Task instructions: In the data below, one line contains "A point set on every instance of the dominican" and a later one contains "A point set on every instance of the column". Print both, with every line between them, exactly and alone.

[Collection entries]
....................
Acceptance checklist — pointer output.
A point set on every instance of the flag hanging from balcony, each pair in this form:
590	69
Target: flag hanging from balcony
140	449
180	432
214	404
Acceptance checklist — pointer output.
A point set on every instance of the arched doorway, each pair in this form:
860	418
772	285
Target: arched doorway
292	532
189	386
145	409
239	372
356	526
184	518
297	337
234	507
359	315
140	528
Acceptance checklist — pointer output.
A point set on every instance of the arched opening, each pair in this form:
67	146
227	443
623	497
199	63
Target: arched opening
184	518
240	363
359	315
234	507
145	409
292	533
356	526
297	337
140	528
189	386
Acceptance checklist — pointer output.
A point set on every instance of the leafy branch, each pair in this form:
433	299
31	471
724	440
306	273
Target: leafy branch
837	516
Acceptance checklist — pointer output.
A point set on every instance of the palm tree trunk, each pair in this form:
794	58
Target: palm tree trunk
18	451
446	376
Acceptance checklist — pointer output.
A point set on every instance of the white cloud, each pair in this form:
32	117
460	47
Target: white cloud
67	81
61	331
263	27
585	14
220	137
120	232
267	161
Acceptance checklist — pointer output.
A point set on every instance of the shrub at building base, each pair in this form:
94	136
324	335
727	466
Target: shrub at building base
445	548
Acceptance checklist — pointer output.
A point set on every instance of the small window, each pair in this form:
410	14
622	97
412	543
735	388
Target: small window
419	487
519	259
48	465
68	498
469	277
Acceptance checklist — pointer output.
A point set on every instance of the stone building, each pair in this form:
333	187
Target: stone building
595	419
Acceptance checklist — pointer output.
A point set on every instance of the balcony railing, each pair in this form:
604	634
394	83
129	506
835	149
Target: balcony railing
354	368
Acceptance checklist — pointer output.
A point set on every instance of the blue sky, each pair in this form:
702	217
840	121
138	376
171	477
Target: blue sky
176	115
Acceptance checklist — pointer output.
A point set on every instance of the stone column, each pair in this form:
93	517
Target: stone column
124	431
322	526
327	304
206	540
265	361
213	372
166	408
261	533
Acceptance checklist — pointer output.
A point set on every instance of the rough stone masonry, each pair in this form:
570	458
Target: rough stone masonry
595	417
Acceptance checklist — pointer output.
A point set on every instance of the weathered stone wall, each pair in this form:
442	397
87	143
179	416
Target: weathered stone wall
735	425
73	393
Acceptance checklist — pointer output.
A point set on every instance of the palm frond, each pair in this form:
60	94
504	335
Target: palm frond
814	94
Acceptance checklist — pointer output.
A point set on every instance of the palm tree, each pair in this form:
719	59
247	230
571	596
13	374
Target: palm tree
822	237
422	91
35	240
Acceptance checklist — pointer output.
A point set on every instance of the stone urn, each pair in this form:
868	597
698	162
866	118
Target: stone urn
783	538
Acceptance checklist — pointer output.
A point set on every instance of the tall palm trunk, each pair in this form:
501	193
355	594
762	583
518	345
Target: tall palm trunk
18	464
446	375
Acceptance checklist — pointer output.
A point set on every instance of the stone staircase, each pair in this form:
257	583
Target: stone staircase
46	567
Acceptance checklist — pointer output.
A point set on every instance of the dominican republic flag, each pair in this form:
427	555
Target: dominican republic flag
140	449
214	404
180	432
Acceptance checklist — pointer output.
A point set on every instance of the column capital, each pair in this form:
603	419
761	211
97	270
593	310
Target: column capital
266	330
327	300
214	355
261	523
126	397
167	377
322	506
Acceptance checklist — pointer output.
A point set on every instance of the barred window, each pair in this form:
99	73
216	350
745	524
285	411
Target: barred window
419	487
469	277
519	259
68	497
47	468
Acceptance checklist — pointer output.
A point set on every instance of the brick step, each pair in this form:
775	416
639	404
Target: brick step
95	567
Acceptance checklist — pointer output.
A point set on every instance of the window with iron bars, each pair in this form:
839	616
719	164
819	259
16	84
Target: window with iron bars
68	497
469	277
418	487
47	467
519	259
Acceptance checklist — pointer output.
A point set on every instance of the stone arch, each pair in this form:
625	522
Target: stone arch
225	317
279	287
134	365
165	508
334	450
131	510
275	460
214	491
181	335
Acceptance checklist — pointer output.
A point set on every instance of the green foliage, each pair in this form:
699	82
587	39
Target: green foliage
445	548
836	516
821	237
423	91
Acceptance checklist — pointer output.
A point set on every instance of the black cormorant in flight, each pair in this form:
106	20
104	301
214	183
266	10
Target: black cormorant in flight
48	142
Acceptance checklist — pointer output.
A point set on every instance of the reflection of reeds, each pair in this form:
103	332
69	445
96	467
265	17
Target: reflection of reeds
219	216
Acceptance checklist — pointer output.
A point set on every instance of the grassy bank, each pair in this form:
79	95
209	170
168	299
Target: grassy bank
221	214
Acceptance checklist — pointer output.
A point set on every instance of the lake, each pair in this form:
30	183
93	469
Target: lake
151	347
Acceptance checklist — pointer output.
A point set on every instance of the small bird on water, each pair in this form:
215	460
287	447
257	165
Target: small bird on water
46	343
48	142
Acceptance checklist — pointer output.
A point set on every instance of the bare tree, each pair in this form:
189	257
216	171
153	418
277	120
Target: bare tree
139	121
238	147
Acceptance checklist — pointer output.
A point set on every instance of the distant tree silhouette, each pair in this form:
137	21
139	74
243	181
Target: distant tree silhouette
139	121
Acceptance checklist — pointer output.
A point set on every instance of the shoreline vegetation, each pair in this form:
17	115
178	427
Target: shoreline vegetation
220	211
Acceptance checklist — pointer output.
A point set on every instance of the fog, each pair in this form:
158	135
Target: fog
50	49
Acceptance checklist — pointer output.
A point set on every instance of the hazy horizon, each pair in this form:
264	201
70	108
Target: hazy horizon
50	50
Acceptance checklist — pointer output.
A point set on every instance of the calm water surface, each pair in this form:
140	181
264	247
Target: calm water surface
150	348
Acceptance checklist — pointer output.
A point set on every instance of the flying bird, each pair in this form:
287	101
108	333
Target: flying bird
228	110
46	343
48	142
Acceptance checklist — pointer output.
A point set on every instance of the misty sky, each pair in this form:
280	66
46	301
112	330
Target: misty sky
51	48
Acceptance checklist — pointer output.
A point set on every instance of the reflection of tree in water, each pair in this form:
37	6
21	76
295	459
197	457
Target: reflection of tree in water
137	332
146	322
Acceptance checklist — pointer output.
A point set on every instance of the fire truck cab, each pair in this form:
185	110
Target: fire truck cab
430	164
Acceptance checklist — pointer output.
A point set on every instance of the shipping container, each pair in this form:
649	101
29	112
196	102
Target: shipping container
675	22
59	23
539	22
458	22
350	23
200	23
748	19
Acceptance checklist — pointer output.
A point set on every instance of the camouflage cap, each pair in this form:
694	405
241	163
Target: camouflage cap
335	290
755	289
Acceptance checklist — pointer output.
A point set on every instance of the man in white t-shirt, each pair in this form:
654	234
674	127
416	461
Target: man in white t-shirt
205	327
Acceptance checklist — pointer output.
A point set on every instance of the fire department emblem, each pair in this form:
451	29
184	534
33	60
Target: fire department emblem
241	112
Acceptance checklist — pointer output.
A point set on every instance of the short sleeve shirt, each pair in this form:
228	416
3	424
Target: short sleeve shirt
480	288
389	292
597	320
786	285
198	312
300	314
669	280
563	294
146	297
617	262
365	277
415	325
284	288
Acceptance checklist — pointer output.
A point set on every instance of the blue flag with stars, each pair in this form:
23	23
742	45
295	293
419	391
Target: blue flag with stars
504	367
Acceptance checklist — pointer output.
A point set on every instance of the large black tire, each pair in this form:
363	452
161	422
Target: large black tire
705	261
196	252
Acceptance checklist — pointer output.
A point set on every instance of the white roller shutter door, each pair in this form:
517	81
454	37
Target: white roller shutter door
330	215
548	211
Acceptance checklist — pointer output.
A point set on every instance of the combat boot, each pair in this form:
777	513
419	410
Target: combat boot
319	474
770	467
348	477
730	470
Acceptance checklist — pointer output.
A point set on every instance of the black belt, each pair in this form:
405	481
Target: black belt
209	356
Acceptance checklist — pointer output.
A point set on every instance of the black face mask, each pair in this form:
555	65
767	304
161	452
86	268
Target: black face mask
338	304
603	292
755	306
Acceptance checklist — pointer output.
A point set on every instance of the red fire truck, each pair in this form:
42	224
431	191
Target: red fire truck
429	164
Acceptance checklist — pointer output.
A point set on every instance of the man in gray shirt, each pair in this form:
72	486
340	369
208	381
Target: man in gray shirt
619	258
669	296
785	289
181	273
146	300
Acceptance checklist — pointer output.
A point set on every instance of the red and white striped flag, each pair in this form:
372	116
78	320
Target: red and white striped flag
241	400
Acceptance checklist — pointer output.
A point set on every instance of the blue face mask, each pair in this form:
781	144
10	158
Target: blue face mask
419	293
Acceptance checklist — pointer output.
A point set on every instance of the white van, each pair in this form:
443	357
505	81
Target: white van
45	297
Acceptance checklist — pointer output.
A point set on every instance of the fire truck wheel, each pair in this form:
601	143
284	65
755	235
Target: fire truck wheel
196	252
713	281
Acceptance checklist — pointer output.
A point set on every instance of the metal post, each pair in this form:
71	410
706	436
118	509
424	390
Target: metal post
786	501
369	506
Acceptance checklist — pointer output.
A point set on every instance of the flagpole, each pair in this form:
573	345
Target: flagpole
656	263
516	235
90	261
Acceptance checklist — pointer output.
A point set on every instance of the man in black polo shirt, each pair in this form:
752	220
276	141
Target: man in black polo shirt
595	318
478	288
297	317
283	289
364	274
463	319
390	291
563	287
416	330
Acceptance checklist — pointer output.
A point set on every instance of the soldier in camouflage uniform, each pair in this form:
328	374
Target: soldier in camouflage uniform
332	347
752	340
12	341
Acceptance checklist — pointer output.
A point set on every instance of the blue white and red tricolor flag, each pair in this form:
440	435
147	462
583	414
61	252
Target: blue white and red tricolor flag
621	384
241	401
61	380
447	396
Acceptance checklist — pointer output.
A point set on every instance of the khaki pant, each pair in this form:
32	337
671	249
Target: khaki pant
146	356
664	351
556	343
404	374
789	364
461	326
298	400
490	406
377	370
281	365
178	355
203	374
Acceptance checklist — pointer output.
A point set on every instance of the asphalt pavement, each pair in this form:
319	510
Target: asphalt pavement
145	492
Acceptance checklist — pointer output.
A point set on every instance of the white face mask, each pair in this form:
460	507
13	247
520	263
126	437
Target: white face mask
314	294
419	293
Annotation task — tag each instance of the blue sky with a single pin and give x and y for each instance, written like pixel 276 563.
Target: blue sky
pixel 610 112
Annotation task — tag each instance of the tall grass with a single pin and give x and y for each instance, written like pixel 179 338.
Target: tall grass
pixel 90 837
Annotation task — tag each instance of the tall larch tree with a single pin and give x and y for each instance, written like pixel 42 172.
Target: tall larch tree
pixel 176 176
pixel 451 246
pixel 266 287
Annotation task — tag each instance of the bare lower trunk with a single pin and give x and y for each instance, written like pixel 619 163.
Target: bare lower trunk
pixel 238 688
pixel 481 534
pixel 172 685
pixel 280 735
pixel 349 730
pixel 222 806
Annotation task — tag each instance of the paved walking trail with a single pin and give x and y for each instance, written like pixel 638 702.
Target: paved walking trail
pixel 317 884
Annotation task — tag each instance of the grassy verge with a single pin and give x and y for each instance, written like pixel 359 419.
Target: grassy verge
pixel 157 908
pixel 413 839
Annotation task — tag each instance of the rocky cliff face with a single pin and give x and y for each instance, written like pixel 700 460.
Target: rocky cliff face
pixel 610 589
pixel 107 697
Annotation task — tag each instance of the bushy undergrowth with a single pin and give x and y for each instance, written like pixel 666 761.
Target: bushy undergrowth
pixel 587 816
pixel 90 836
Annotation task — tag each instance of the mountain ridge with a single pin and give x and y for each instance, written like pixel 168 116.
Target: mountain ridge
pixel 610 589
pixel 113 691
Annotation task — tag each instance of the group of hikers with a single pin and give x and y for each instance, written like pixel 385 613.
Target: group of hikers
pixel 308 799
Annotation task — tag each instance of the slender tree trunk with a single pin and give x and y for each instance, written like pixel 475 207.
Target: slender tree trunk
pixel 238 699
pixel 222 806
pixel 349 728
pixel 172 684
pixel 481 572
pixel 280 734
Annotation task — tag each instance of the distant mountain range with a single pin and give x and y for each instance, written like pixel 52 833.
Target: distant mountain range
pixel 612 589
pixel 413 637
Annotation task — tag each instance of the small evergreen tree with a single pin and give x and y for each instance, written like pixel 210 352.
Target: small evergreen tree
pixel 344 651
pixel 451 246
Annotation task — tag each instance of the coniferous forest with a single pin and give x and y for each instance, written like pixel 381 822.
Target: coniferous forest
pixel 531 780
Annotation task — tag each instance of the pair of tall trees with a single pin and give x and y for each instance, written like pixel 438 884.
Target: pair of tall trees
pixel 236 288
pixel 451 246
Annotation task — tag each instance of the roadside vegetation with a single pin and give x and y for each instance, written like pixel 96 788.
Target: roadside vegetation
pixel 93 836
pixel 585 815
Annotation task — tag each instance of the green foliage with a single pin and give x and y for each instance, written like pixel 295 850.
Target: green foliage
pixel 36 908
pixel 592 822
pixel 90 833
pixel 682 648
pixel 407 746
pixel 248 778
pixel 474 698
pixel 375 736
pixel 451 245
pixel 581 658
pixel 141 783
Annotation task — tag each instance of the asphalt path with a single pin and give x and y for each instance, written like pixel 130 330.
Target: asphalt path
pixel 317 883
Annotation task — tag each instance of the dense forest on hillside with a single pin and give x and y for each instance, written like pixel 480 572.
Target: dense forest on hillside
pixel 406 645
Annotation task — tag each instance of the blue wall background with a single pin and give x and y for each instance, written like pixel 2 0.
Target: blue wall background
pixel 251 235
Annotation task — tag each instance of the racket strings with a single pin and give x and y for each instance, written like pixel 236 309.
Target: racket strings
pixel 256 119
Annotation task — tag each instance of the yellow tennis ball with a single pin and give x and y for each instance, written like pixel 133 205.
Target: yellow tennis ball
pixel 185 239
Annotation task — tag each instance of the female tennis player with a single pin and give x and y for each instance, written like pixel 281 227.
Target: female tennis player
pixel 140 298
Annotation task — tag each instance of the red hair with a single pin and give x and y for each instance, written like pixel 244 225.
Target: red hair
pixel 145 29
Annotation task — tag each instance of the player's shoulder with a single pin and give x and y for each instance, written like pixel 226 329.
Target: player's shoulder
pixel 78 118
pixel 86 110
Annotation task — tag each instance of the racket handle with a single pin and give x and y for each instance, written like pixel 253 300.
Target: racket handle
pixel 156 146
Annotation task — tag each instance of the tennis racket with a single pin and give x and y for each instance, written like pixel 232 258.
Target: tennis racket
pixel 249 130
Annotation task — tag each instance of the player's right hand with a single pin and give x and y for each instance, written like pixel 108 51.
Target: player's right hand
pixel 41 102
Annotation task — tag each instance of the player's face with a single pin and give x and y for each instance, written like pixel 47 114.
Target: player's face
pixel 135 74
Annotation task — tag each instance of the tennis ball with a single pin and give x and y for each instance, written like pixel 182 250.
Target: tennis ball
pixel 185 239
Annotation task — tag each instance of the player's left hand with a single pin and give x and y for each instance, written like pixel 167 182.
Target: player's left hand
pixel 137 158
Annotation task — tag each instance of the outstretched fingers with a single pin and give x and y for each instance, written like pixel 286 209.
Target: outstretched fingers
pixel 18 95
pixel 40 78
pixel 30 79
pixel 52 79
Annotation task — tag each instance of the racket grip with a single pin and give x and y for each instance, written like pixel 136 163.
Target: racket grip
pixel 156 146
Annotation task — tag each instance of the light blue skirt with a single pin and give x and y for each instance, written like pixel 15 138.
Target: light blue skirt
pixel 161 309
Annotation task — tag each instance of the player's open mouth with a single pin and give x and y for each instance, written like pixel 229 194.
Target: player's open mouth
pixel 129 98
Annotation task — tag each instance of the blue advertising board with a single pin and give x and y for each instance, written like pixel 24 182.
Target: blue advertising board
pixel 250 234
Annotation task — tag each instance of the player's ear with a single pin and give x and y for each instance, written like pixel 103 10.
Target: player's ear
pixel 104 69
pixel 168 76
....................
Exercise answer:
A point set on every instance of the dominican republic flag, each pair in this form:
427	555
Target: dominican republic flag
140	449
214	404
180	432
Acceptance checklist — pointer output.
A point set on every instance of the column capital, each pair in this form:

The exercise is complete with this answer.